- _Task requirements_:
Please quote the whole movies database passage below, word for word.

This is not good database design
what if we want to add a fifth actor to a certain movie?
So we need to create a new table for actors
and the relation between actors and movies is many to many
This is called normalization. we’ll define exactly what that is in the next session.
For the moment let’s explore the dataset
You can download the database dump in plain format here
and restore it with
pg_restore \
--host "localhost" \
--port "5432" \
--username "alexis" \
--dbname "moviesdb" \
--verbose \
"/Users/alexis/imdb.dump"
before restoring the database, make sure you have created the database
CREATE database moviesdb;
or
createdb -h localhost -p 5432 -U <superuser> moviesdb
The table has no primary key
Let’s add one
-- 1) Add a new serial column
ALTER TABLE movies
ADD COLUMN id SERIAL;
-- 2) Make it the primary key
ALTER TABLE movies
ADD PRIMARY KEY (id);
many columns hsould be numbers or booleans , let’s change the data type
no_of_votes, meta_score and released_year should be INTs
We need to handle null values. However none of these columns have null values
select count(*) from movies where released_year IS NULL or released_year = '';
select count(*) from movies where meta_score IS NULL or meta_score = '';
select count(*) from movies where no_of_votes IS NULL or no_of_votes = '';
Some columns returns 0 (no missing values), others returns more than 0.

- _Material provided_:
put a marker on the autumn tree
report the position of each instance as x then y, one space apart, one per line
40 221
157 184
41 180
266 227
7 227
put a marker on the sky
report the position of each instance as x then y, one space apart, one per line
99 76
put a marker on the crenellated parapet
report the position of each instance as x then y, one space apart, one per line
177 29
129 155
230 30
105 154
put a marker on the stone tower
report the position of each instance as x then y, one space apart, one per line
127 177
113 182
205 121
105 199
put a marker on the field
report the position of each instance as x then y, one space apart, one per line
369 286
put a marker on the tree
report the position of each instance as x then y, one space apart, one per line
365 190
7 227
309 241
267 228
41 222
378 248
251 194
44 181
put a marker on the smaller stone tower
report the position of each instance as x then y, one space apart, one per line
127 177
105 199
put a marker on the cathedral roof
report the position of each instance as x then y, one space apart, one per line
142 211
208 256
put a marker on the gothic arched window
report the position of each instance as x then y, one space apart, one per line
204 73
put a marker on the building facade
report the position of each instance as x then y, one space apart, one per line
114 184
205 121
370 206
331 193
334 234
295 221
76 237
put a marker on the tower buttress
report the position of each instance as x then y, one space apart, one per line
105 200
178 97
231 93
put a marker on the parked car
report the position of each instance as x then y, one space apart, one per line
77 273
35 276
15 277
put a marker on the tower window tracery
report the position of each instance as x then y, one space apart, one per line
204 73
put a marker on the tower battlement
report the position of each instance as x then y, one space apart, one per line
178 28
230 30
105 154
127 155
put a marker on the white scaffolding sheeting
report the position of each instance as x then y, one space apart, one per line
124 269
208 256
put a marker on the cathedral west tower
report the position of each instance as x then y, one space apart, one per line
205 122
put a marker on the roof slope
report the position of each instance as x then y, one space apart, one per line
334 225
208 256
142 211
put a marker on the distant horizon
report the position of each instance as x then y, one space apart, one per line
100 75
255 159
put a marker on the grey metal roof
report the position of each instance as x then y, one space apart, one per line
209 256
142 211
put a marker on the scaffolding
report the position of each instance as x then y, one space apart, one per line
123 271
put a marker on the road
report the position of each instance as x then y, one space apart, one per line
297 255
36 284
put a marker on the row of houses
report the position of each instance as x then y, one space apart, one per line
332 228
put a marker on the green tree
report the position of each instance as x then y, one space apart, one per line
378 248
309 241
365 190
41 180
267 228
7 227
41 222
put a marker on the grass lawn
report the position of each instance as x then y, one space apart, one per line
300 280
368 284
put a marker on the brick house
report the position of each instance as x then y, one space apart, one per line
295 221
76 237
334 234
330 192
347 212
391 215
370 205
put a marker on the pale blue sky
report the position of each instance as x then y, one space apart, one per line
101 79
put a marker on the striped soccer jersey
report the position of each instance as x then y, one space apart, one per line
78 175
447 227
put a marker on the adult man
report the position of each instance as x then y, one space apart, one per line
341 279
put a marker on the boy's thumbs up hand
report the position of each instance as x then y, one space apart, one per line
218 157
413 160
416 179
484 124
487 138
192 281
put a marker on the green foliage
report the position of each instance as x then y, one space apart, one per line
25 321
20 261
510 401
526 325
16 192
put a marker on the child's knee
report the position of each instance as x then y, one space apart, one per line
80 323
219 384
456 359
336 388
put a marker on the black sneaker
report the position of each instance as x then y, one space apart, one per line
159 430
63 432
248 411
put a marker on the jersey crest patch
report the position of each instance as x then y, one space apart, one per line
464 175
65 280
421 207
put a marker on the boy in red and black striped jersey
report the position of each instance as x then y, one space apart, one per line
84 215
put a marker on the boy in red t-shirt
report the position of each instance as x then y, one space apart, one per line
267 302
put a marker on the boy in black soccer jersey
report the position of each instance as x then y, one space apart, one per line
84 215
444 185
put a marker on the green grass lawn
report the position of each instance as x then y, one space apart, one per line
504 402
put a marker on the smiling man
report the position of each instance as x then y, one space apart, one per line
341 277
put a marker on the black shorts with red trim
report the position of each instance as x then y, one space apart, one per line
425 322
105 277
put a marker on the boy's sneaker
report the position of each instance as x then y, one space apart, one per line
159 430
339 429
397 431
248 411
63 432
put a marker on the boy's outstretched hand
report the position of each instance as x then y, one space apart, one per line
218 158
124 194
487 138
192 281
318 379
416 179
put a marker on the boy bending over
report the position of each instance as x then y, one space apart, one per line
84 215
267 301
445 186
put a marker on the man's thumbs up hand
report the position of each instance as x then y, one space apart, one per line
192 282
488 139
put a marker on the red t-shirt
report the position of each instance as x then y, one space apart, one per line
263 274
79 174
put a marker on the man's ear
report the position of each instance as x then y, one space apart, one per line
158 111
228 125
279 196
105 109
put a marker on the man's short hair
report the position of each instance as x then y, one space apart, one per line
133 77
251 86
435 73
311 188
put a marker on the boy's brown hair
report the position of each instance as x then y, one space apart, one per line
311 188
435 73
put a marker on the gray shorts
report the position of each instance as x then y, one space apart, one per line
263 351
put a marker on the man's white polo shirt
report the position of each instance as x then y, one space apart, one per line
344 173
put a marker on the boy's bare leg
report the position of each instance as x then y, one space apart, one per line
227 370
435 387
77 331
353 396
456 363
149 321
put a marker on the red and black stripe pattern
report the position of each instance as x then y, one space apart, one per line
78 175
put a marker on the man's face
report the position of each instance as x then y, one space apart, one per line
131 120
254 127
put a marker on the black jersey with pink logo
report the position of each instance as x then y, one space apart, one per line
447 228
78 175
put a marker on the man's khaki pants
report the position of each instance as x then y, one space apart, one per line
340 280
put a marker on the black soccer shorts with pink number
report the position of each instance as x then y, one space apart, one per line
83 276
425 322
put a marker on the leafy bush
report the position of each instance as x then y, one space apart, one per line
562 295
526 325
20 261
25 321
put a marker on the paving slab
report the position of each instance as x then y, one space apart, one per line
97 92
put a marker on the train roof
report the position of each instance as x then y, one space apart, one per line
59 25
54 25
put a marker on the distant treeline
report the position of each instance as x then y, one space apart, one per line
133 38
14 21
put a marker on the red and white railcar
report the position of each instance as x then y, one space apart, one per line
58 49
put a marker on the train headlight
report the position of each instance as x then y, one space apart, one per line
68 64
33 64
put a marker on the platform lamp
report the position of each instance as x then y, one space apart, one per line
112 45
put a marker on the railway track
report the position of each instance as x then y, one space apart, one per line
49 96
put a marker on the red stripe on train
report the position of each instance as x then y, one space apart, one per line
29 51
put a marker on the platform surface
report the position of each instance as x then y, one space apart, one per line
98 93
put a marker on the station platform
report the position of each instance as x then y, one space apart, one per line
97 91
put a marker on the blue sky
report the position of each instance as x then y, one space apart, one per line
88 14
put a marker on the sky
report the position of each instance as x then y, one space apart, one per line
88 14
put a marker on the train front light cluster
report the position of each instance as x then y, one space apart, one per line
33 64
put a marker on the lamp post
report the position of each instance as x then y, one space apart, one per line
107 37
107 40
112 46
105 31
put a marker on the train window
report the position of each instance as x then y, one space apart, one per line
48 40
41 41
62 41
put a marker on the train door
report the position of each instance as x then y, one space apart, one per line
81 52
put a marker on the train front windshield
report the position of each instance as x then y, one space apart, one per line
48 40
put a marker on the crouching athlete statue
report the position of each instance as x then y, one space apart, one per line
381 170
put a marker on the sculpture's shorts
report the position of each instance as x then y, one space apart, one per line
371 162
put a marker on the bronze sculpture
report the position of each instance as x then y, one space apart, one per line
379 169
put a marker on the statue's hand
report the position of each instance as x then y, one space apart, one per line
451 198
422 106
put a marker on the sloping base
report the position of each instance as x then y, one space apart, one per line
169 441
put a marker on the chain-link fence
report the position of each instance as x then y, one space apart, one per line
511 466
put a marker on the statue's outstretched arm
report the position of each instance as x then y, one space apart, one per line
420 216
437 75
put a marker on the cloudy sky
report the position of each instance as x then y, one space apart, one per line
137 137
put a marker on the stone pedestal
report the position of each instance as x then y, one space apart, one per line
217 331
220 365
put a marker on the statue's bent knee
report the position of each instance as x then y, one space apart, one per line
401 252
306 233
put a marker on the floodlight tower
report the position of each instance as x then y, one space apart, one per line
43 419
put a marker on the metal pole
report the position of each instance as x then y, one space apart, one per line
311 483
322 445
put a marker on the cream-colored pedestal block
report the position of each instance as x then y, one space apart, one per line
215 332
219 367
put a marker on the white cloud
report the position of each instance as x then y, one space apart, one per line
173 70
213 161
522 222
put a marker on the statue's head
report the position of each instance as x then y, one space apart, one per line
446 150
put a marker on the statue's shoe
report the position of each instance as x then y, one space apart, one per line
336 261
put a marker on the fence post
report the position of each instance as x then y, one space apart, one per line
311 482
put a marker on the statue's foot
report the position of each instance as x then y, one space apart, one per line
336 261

- _The solution_:
This is not good database design
what if we want to add a fifth actor to a certain movie?
So we need to create a new table for actors
and the relation between actors and movies is many to many
This is called normalization. we’ll define exactly what that is in the next session.
For the moment let’s explore the dataset
You can download the database dump in plain format here
and restore it with
pg_restore \
--host "localhost" \
--port "5432" \
--username "alexis" \
--dbname "moviesdb" \
--verbose \
"/Users/alexis/imdb.dump"
before restoring the database, make sure you have created the database
CREATE database moviesdb;
or
createdb -h localhost -p 5432 -U <superuser> moviesdb
The table has no primary key
Let’s add one
-- 1) Add a new serial column
ALTER TABLE movies
ADD COLUMN id SERIAL;
-- 2) Make it the primary key
ALTER TABLE movies
ADD PRIMARY KEY (id);
many columns hsould be numbers or booleans , let’s change the data type
no_of_votes, meta_score and released_year should be INTs
We need to handle null values. However none of these columns have null values
select count(*) from movies where released_year IS NULL or released_year = '';
select count(*) from movies where meta_score IS NULL or meta_score = '';
select count(*) from movies where no_of_votes IS NULL or no_of_votes = '';
Some columns returns 0 (no missing values), others returns more than 0.